━━ STORED DATA

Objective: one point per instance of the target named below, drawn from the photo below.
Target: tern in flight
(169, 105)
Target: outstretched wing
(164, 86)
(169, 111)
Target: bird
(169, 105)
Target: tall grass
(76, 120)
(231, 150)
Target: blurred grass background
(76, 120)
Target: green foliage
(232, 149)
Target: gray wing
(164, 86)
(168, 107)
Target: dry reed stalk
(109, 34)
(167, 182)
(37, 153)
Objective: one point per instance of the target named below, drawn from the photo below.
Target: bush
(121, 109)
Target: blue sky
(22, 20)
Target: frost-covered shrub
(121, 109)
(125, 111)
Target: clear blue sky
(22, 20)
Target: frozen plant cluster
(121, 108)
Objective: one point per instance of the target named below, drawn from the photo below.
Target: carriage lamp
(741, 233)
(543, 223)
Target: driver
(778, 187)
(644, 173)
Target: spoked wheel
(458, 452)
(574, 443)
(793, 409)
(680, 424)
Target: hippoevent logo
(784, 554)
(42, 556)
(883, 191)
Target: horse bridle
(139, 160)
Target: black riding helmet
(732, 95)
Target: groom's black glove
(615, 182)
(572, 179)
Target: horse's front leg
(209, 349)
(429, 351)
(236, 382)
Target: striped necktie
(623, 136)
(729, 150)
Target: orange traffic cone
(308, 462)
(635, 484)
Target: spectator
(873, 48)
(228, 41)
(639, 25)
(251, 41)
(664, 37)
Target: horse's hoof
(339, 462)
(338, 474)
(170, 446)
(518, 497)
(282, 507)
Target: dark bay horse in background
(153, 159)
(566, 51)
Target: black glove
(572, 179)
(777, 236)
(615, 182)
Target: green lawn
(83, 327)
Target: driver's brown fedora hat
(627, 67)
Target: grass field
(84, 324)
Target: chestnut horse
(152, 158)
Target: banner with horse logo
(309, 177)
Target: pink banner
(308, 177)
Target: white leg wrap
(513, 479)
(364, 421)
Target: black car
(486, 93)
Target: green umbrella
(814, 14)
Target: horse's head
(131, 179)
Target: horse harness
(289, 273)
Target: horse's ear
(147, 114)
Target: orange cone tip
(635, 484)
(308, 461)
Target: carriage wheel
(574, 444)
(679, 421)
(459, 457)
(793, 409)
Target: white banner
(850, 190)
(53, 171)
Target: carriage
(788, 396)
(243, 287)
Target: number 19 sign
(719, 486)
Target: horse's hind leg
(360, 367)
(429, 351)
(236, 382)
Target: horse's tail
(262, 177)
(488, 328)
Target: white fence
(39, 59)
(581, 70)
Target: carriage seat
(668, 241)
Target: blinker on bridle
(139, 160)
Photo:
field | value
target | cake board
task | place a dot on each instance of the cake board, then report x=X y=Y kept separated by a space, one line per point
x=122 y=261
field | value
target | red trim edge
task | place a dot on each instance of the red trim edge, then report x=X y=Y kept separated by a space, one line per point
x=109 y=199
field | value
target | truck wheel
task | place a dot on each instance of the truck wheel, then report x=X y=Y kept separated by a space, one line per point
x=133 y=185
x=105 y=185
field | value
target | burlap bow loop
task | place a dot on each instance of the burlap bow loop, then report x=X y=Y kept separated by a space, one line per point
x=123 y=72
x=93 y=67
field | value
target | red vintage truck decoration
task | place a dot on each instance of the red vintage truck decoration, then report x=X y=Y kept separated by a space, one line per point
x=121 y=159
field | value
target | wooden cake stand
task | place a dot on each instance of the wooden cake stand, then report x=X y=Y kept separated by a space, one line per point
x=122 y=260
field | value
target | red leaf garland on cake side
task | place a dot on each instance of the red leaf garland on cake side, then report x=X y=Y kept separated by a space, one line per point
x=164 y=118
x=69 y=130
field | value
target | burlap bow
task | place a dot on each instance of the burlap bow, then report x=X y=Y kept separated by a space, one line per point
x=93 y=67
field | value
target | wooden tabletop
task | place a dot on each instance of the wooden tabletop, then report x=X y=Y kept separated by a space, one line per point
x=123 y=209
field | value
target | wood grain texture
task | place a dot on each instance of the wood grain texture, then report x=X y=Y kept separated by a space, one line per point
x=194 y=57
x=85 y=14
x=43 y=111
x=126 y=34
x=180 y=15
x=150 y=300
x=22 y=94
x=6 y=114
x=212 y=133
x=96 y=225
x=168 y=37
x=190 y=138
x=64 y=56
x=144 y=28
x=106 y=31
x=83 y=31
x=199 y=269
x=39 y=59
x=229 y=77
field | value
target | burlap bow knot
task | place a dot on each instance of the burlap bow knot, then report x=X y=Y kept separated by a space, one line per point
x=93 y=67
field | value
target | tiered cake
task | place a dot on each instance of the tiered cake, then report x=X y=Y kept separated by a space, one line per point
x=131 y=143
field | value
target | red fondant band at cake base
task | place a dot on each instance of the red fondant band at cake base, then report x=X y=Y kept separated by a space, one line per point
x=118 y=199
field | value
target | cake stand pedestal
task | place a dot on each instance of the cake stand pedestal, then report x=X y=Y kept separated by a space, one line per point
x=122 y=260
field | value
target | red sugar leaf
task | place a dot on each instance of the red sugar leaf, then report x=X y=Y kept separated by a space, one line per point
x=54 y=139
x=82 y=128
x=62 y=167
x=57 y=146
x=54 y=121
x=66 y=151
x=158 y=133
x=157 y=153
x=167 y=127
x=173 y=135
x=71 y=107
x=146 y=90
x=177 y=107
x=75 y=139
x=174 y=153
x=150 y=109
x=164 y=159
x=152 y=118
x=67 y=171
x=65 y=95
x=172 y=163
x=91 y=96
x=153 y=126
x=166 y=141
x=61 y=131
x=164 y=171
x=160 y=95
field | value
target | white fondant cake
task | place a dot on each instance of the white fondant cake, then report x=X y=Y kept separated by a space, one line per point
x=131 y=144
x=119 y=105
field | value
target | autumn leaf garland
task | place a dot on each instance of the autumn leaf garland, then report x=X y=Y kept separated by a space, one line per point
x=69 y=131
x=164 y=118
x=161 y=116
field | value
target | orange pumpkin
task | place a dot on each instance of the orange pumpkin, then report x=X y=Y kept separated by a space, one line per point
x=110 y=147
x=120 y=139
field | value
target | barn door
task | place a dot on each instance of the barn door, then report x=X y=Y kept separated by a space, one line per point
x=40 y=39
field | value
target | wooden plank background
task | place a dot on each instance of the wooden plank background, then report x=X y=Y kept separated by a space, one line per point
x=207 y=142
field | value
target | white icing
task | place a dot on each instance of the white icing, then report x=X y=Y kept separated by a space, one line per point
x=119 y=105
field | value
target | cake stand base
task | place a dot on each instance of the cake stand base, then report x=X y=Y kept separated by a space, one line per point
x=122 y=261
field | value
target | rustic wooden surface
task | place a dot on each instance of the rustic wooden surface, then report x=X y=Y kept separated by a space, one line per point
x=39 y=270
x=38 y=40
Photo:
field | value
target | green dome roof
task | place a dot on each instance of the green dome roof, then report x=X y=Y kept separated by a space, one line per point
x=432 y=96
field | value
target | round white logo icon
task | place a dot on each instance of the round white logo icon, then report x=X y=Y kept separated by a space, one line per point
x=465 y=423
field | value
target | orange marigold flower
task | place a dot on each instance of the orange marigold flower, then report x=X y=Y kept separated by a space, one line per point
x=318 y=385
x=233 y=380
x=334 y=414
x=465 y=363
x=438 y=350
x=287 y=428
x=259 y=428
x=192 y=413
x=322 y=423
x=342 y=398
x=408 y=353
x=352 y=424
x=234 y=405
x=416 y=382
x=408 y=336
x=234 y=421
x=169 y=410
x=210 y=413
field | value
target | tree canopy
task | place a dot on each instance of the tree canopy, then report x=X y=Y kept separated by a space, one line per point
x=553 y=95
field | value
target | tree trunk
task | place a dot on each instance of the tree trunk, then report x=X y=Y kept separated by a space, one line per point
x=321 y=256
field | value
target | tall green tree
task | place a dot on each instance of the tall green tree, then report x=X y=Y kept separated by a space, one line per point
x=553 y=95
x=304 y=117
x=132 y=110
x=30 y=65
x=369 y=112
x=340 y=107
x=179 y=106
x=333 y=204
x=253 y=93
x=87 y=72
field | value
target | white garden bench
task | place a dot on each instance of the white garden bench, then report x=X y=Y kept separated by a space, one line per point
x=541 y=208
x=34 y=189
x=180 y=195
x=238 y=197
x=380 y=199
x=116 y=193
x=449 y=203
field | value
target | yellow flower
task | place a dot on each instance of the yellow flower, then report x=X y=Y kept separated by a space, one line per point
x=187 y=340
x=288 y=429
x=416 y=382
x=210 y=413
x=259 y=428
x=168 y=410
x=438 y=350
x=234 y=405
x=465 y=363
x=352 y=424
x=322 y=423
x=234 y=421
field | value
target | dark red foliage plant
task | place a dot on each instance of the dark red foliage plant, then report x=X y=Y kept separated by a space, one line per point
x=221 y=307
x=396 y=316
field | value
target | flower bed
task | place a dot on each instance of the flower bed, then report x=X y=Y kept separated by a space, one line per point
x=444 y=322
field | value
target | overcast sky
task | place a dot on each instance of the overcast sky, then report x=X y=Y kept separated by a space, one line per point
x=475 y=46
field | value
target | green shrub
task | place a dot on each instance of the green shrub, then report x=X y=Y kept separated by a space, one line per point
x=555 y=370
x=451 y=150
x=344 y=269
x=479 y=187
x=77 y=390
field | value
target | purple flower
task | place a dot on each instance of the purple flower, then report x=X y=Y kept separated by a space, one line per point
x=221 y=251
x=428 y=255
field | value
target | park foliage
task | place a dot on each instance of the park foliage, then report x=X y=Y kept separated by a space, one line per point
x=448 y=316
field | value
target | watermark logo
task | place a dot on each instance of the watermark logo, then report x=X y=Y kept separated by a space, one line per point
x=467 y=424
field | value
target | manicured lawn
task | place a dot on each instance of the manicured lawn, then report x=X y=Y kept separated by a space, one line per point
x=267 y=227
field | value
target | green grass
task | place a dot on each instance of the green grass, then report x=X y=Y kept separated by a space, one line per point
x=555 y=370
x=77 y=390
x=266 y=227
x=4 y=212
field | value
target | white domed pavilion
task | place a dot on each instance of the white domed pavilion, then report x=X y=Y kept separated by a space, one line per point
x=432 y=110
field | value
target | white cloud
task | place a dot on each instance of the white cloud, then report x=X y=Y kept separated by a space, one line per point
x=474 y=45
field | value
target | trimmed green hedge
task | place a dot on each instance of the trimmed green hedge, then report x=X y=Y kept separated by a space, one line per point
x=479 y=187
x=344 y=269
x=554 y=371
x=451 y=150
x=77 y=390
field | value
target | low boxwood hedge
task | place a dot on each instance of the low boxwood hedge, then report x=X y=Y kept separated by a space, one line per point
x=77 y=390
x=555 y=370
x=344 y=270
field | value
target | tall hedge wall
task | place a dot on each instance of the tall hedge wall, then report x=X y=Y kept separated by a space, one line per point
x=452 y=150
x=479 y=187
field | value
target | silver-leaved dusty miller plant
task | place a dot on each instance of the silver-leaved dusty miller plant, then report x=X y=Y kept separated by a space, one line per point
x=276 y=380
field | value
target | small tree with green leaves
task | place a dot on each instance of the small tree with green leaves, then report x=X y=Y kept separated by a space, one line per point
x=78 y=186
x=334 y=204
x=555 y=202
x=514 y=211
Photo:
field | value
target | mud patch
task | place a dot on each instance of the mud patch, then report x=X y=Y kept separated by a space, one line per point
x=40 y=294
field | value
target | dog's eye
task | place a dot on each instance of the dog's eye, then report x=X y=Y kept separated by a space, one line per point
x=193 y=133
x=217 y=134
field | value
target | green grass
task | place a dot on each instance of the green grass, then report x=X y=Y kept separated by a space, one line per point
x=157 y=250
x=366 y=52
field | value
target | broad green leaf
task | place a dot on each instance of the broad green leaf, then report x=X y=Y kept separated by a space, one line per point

━━━━

*WHAT YOU HAVE TO DO*:
Look above for the line with "cake board, then" and the line with "target | wood grain texture"; transcribe both and all lines in between, exactly, and nothing else.

*ANSWER SECTION*:
task | place a dot on each instance of the cake board, then report x=X y=Y kept separated by a space, one line per point
x=122 y=261
field | value
target | red trim edge
task | place a dot on each instance of the red trim edge, then report x=X y=Y kept separated by a space, one line per point
x=109 y=199
field | value
target | truck wheel
task | place a dot on each instance of the truck wheel, then report x=X y=Y kept separated by a space, one line per point
x=133 y=185
x=105 y=185
field | value
target | burlap bow loop
task | place a dot on each instance of the burlap bow loop, then report x=X y=Y kept separated by a space, one line per point
x=123 y=72
x=93 y=67
field | value
target | red vintage truck decoration
task | place a dot on each instance of the red vintage truck decoration, then report x=X y=Y kept separated by a space, one line per point
x=121 y=159
field | value
target | wooden cake stand
task | place a dot on each instance of the wooden cake stand, then report x=X y=Y kept separated by a space, one line per point
x=122 y=260
field | value
target | red leaf garland on cake side
task | place a dot on each instance of the red leaf garland on cake side, then report x=X y=Y kept separated by a space, one line per point
x=164 y=118
x=69 y=130
field | value
target | burlap bow
task | place a dot on each instance of the burlap bow, then report x=X y=Y kept separated by a space, one line per point
x=93 y=67
field | value
target | wooden tabletop
task | place a dot on each instance of the wooden tabletop, then report x=X y=Y kept separated by a space, one line per point
x=123 y=209
field | value
target | wood grain texture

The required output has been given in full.